Work to complete: Repeat all of the data precisely.

Entries:
## BEGIN

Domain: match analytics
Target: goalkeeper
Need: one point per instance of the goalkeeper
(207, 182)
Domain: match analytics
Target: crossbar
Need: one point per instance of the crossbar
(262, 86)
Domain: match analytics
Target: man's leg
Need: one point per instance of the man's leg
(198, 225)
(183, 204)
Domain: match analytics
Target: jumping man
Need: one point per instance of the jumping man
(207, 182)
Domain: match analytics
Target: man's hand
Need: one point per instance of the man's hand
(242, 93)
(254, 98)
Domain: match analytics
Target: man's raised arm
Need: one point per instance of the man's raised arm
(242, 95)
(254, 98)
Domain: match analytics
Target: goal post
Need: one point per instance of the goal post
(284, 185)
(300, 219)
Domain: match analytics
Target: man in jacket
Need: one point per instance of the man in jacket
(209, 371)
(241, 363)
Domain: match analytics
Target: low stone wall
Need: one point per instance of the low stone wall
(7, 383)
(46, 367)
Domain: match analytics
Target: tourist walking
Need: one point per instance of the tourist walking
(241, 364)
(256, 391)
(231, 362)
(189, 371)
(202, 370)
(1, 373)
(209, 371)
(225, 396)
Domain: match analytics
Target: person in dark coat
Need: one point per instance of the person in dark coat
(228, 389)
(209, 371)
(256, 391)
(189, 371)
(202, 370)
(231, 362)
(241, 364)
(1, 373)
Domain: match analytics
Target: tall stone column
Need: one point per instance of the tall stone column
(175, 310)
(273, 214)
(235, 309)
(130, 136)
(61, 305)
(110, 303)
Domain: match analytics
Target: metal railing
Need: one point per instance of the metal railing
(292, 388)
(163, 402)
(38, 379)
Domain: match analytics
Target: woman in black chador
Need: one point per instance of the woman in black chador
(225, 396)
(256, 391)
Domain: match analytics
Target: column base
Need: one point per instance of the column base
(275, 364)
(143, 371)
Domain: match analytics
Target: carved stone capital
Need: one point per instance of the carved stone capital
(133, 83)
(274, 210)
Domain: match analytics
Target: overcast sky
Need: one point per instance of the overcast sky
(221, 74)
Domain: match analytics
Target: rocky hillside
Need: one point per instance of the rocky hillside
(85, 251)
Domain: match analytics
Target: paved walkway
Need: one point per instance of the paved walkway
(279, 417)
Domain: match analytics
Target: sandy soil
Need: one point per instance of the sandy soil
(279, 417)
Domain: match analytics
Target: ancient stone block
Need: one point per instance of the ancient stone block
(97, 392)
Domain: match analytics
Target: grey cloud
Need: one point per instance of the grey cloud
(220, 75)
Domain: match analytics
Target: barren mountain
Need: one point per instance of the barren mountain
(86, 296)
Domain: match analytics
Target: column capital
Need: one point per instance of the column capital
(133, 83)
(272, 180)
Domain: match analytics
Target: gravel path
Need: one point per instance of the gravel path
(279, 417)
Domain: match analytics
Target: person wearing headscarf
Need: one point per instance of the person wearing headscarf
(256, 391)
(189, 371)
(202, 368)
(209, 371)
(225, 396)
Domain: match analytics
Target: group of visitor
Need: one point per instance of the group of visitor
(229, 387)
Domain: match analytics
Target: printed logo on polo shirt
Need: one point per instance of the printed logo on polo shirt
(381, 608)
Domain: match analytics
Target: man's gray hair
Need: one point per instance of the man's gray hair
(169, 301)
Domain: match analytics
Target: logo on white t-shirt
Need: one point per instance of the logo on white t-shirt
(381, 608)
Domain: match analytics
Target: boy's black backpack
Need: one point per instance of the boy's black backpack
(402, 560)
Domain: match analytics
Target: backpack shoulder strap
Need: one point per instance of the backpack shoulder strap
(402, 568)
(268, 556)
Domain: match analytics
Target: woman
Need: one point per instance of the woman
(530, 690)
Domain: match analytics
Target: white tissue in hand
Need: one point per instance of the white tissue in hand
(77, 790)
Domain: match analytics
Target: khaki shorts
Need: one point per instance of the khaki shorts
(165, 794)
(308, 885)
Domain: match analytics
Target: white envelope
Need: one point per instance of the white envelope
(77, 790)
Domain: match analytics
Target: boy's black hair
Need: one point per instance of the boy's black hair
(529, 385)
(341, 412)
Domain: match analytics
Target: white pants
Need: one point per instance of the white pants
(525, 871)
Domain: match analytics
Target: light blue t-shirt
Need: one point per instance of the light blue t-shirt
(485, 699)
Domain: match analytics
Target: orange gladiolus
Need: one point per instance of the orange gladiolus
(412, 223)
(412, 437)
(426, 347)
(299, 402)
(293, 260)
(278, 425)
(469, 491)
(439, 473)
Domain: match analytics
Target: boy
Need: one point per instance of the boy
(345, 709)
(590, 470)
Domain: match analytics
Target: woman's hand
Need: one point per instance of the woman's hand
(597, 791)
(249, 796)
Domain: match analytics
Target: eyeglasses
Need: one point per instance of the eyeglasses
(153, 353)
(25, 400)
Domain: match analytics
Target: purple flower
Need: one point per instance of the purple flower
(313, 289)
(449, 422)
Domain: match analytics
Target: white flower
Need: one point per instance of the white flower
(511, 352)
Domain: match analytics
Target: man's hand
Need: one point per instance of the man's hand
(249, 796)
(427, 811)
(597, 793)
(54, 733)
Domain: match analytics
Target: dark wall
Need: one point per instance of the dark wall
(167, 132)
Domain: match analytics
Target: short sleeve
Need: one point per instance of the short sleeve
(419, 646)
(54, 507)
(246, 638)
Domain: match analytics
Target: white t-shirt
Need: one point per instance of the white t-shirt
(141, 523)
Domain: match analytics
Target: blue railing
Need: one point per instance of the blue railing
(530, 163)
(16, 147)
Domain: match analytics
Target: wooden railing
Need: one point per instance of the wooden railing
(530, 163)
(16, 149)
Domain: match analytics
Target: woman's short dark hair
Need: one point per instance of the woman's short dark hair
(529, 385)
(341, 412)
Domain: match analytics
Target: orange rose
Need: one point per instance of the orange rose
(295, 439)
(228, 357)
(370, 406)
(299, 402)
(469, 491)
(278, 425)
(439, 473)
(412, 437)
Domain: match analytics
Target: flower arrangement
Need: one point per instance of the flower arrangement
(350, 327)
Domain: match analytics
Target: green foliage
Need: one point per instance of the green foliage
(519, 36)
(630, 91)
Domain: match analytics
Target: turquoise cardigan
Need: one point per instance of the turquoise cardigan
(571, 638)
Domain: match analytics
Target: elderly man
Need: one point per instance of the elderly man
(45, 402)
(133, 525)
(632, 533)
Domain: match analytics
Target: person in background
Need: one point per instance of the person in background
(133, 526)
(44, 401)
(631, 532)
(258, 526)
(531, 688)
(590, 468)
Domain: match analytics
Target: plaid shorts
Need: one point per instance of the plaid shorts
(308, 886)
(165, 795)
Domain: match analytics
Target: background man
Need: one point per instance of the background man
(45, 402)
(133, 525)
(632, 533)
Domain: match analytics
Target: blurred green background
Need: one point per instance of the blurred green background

## END

Task answer:
Domain: match analytics
Target: goalkeeper
Need: one point per instance of the goalkeeper
(207, 182)
Domain: match analytics
Target: crossbar
Need: one point per instance of the crossbar
(262, 86)
Domain: match analytics
Target: man's leg
Need: one point per instance of the man's leg
(198, 225)
(183, 204)
Domain: match analytics
Target: jumping man
Need: one point per instance of the jumping man
(207, 182)
Domain: match analytics
Target: man's hand
Need: one point per instance of the man's hand
(242, 93)
(254, 98)
Domain: match analytics
Target: man's raised arm
Need: one point per instance of the man's raised arm
(242, 95)
(254, 98)
Domain: match analytics
Target: goal post
Need: one point per instance of the goal post
(284, 185)
(300, 219)
Domain: match analytics
Target: man in jacket
Need: one point per instance of the man in jacket
(209, 371)
(241, 363)
Domain: match analytics
Target: low stone wall
Need: one point per instance of the low stone wall
(7, 383)
(46, 367)
Domain: match analytics
Target: tourist walking
Need: one point per instance of the tourist walking
(241, 364)
(256, 391)
(231, 362)
(189, 371)
(202, 370)
(1, 373)
(209, 371)
(225, 396)
Domain: match analytics
Target: person in dark coat
Need: one point per instance of the person in dark coat
(228, 389)
(209, 371)
(256, 391)
(189, 371)
(202, 370)
(231, 362)
(241, 364)
(1, 373)
Domain: match analytics
Target: tall stone column
Need: one point per instance of the tall stone column
(175, 310)
(273, 214)
(235, 309)
(130, 136)
(61, 305)
(110, 303)
Domain: match analytics
Target: metal railing
Need: one point per instance of the metal railing
(292, 388)
(163, 402)
(38, 379)
Domain: match analytics
Target: woman in black chador
Need: one point per instance of the woman in black chador
(225, 396)
(256, 391)
Domain: match analytics
Target: column base
Need: one point per instance of the column base
(275, 364)
(143, 371)
Domain: match analytics
Target: carved stone capital
Need: one point per instance of the carved stone capital
(133, 83)
(274, 210)
Domain: match analytics
Target: overcast sky
Need: one point per instance of the overcast sky
(221, 74)
Domain: match analytics
Target: rocky hillside
Need: one point per instance of the rocky hillside
(85, 251)
Domain: match analytics
Target: paved walkway
Need: one point per instance of the paved walkway
(279, 417)
Domain: match analytics
Target: sandy soil
Need: one point per instance of the sandy soil
(279, 417)
Domain: match analytics
Target: ancient stone block
Need: one point per instance of the ancient stone block
(97, 392)
Domain: match analytics
Target: grey cloud
Need: one point per instance of the grey cloud
(220, 75)
Domain: match analytics
Target: barren mountain
Need: one point per instance of the barren mountain
(86, 296)
Domain: match analytics
Target: column capital
Need: one point per instance of the column capital
(133, 83)
(272, 180)
Domain: match analytics
Target: gravel path
Need: one point per instance of the gravel path
(279, 417)
Domain: match analytics
Target: person wearing headscarf
Need: one point per instance of the person wearing headscarf
(256, 391)
(189, 371)
(202, 368)
(209, 371)
(225, 396)
Domain: match analytics
Target: group of visitor
Need: one point per instance of the group of visitor
(229, 387)
Domain: match analytics
Target: printed logo on polo shirt
Need: one point per instance of the printed logo on polo shirt
(381, 608)
Domain: match analytics
Target: man's gray hair
Need: one point per instance of the man's gray hair
(169, 301)
Domain: match analytics
Target: logo on white t-shirt
Need: one point per instance of the logo on white t-shirt
(381, 608)
Domain: match analytics
Target: boy's black backpack
Need: one point per instance of the boy's black backpack
(402, 560)
Domain: match analytics
Target: backpack shoulder strap
Need: one point per instance of the backpack shoulder strap
(402, 568)
(268, 556)
Domain: match analytics
Target: woman
Need: one point per instance of the woman
(530, 690)
Domain: match analytics
Target: white tissue in hand
Need: one point per instance of the white tissue in hand
(77, 790)
Domain: match analytics
Target: khaki shorts
Need: one point per instance of the khaki shorts
(165, 794)
(308, 885)
Domain: match analytics
Target: white envelope
Need: one point per instance of the white envelope
(77, 790)
Domain: match analytics
Target: boy's black hair
Need: one point per instance of the boy's black hair
(529, 385)
(341, 412)
Domain: match analytics
Target: white pants
Need: one point per instance of the white pants
(525, 871)
Domain: match analytics
Target: light blue t-shirt
Need: one point per instance of the light blue t-shirt
(485, 699)
Domain: match analytics
Target: orange gladiolus
Need: one point per instance of the orange gladiolus
(412, 223)
(412, 437)
(426, 347)
(299, 402)
(293, 260)
(278, 425)
(469, 491)
(439, 473)
Domain: match analytics
Target: boy
Need: one point per instance of the boy
(345, 709)
(590, 470)
Domain: match analytics
Target: woman's hand
Need: one point per instance of the woman's hand
(597, 791)
(249, 796)
Domain: match analytics
Target: eyeglasses
Need: one point per instance of the eyeglasses
(153, 353)
(25, 400)
Domain: match analytics
Target: purple flower
Need: one point per instance of the purple flower
(313, 289)
(449, 422)
Domain: match analytics
Target: white flower
Need: one point per instance of the white flower
(511, 352)
Domain: match analytics
Target: man's hand
Need: one point per instance of the man's hand
(249, 796)
(427, 811)
(597, 793)
(54, 733)
Domain: match analytics
Target: dark wall
Need: one point per instance of the dark wall
(167, 132)
Domain: match analytics
Target: short sleeve
Need: one point per instance of the short sleeve
(419, 646)
(54, 507)
(246, 638)
Domain: match analytics
Target: white t-shirt
Need: one point per instance of the white t-shirt
(141, 523)
Domain: match analytics
Target: blue railing
Need: one point per instance of the blue railing
(530, 163)
(16, 147)
Domain: match analytics
Target: wooden railing
Need: one point per instance of the wooden railing
(530, 163)
(16, 149)
Domain: match analytics
Target: woman's short dark hair
Need: one point per instance of the woman's short dark hair
(529, 385)
(341, 412)
Domain: match analytics
Target: orange rose
Need: one point per instance of the orange rose
(295, 439)
(228, 357)
(370, 406)
(299, 402)
(469, 491)
(278, 425)
(439, 473)
(412, 437)
Domain: match analytics
Target: flower arrangement
Need: one point per instance of the flower arrangement
(350, 327)
Domain: match analytics
Target: green foliage
Need: one point per instance of the green foliage
(519, 36)
(630, 91)
Domain: match analytics
Target: turquoise cardigan
Need: one point per instance of the turquoise cardigan
(571, 638)
Domain: match analytics
Target: elderly man
Need: one point per instance of the elderly man
(45, 402)
(133, 525)
(632, 533)
Domain: match analytics
Target: person in background
Need: one point per instance of the person in background
(133, 526)
(44, 401)
(631, 532)
(258, 526)
(531, 688)
(590, 468)
Domain: match analytics
Target: plaid shorts
Need: one point per instance of the plaid shorts
(308, 886)
(165, 795)
Domain: match analytics
Target: background man
Need: one point per instance of the background man
(45, 402)
(133, 525)
(632, 533)
Domain: match analytics
Target: blurred green background
Need: one point per instance of the blurred green background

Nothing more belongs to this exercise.